Pegasus suddenly wheels and prepares to teach these lessons to a by-stander, a race functionary who edges a little too close to his hindquarters.

"Ooooh!" the crowd gushes.

They are hungry for action after the long day's revelry.

"I'm a reasonable, responsible adult the rest of the year," Ron Martin just finished saying, as he adjusted his Preakness costume of black shorts and shirt embroidered with dozens of black-eyed Susans that took his wife a year to make. "But by Preakness Day, I'm ready to jump out of my skin!"

He's 52. The editor of a small newspaper in Burlington County, N.J. A solid American. A horse fan. He's come to the Preakness every year since '88.

"I've been to a few tracks across the country," he says. "The Derby is a lot of snotty people. The New York tracks, let's face it, most of the fans there are from New York. They got what you call an 'at-tee-tood.'

"Been to Santa Anita out west. Been to Monmouth Park in Jersey. Pimlico, that's my idea of heaven. Man, it's a melting pot. All kinds of people, good people from all walks of life, all races, all backgrounds. Just out to have fun. That's Pimlico!"

Dotty Early, a 50-year-old health insurance manager from Middletown, Pa., couldn't agree more. Even out among the unwashed in the infield, where she dared to venture a few years back, she has seen some glimmer of humanity found only at the old firetrap in Baltimore.

"It's the only place I've ever been where you can watch people get drunker and drunker and drunker -- stupid drunk -- but never get rude," she giggles from beneath a straw hat piled high with black-eyed Susans. "There aren't many places like that on earth."

Out back, by the rear clubhouse door, Shawn Vanlandingham praises the Christian charity of the Pimlico crowd. He's 40, a gospel songwriter from northeast Baltimore, scraping to raise two kids on a carpenter's wages.

His son, Michael, 11, is playing show tunes on a portable electric piano, collecting tips in a white plastic bucket.

"People been great to us all day," Vanlandingham says with a wide smile. "My boy is doing a beautiful thing, and we're having a beautiful time, and people here like that. We made a little over $300 in seven hours. We're blessed.

"I only wish it was Preakness every day."

Upstairs, on the dimly lighted second level of the three-tiered grandstands, the cavernous betting terminal has cleared for the first time all day.

Even the serious meat-eaters, the big, blocky guys with the cell phones who have had their eyes pinned to the TV monitors since morning -- watching their money ebb and flow at tracks like Lone Star Park and Arlington, Belmont and Freehold -- are taking the time to watch one race in the flesh.

The Preakness is about to begin.

The railings and windows are jammed.

"Hold 'em high, keep 'em dry, don't forget the porter when you walk by," harps the bootblack in the men's room as the last rush before race time recedes back out the door.

Vince Favazza, a contractor from Monkton -- "big buildings, commercial stuff" -- yells over his shoulder as he races across the floor with a cocktail in his hand, heading for his $1,300 VIP table: "Can't talk! Gotta go! Lost 460 bucks so far! Time of my life!"

— Given entries —
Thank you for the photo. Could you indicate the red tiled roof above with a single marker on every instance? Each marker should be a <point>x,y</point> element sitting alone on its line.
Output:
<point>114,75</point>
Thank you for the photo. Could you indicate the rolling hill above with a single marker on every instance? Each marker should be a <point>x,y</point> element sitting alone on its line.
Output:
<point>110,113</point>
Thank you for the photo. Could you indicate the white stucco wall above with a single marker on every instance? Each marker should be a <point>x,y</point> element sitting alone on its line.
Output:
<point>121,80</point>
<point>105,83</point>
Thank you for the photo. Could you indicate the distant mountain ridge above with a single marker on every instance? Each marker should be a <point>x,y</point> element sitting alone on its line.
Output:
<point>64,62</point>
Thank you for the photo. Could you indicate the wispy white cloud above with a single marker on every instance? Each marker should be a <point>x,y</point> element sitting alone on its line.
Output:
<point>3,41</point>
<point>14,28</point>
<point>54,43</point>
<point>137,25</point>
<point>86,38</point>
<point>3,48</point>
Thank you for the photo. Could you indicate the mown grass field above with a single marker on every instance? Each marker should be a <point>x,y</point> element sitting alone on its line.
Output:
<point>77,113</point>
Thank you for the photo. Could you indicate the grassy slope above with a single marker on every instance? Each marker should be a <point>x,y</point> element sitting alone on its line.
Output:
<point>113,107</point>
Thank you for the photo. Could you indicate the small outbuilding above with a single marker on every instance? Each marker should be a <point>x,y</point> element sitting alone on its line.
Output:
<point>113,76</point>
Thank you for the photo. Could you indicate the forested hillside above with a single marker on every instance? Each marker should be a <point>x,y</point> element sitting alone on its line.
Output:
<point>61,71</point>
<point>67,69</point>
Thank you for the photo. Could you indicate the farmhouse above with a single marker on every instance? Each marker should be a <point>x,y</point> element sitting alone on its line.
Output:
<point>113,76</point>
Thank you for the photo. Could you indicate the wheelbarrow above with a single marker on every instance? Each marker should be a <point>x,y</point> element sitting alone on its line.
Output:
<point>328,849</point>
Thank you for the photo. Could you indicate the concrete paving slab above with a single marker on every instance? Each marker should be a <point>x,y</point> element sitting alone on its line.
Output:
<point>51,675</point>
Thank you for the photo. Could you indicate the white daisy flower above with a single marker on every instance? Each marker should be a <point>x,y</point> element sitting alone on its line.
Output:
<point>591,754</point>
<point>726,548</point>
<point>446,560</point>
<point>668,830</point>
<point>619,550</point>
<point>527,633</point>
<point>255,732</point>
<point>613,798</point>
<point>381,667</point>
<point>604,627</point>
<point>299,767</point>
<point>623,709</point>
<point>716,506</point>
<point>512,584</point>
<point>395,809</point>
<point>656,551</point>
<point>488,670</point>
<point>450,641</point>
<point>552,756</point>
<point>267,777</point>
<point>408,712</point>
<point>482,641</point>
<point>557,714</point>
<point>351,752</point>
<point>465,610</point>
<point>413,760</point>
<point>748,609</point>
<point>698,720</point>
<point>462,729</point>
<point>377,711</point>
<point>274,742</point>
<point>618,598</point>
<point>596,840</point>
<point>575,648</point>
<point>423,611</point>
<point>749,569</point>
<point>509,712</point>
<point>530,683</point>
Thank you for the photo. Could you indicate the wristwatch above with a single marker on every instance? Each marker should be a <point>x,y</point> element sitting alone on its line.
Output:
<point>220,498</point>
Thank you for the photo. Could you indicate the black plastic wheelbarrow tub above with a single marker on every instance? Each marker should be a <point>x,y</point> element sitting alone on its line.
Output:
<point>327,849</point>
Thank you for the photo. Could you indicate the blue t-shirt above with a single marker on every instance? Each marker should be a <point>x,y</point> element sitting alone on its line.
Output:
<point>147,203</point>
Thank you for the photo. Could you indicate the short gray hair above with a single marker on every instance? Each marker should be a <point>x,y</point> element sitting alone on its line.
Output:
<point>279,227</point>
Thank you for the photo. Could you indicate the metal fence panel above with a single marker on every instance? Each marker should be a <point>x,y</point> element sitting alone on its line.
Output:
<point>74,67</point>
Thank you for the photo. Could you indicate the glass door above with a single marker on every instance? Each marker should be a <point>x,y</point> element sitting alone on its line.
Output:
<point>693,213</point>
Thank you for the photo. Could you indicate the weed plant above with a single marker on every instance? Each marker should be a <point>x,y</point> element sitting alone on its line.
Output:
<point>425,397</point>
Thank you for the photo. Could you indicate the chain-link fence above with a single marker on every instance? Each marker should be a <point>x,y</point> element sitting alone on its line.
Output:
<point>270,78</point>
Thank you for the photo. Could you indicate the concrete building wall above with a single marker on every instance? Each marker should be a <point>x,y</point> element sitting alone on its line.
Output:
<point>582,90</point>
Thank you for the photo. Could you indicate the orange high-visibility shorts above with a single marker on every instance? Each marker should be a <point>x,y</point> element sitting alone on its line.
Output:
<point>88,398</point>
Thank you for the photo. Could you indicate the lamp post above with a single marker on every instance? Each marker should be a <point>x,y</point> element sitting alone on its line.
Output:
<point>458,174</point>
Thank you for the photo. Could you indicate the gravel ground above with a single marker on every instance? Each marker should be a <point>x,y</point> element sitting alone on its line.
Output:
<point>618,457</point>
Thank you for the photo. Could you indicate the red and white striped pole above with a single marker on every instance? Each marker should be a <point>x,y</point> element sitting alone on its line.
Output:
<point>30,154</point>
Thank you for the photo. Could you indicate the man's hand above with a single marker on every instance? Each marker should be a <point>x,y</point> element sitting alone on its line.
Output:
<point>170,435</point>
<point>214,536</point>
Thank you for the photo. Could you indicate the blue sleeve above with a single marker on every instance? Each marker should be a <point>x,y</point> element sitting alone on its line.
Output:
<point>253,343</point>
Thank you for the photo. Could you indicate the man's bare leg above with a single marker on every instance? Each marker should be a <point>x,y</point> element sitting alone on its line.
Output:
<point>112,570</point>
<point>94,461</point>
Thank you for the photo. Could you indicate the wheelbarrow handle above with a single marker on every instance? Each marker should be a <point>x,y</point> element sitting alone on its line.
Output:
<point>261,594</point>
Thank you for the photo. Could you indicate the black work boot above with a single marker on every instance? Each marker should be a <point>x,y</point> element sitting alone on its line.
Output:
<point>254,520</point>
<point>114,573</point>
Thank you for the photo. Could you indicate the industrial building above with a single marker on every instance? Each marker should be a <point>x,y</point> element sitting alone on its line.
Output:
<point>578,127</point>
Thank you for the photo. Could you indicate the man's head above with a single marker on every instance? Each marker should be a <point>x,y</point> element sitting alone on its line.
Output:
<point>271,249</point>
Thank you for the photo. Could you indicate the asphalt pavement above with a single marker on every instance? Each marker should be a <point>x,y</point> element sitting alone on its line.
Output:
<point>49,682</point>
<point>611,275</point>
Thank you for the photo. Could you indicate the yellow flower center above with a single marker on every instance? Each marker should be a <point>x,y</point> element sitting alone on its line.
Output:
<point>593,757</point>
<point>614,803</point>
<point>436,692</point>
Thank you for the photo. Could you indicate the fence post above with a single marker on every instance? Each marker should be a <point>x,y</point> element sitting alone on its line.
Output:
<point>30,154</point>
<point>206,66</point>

— What to work on —
Answer these questions from the Preakness article:
1. How old is Ron Martin, and since what year has he come to the Preakness?
2. What is Dotty Early's job?
3. How much money did Shawn Vanlandingham say they made, and over how many hours?
The material above has no connection to the Preakness article.

— Finished task —
1. He is 52 and has come every year since '88.
2. She is a health insurance manager.
3. A little over $300 in seven hours.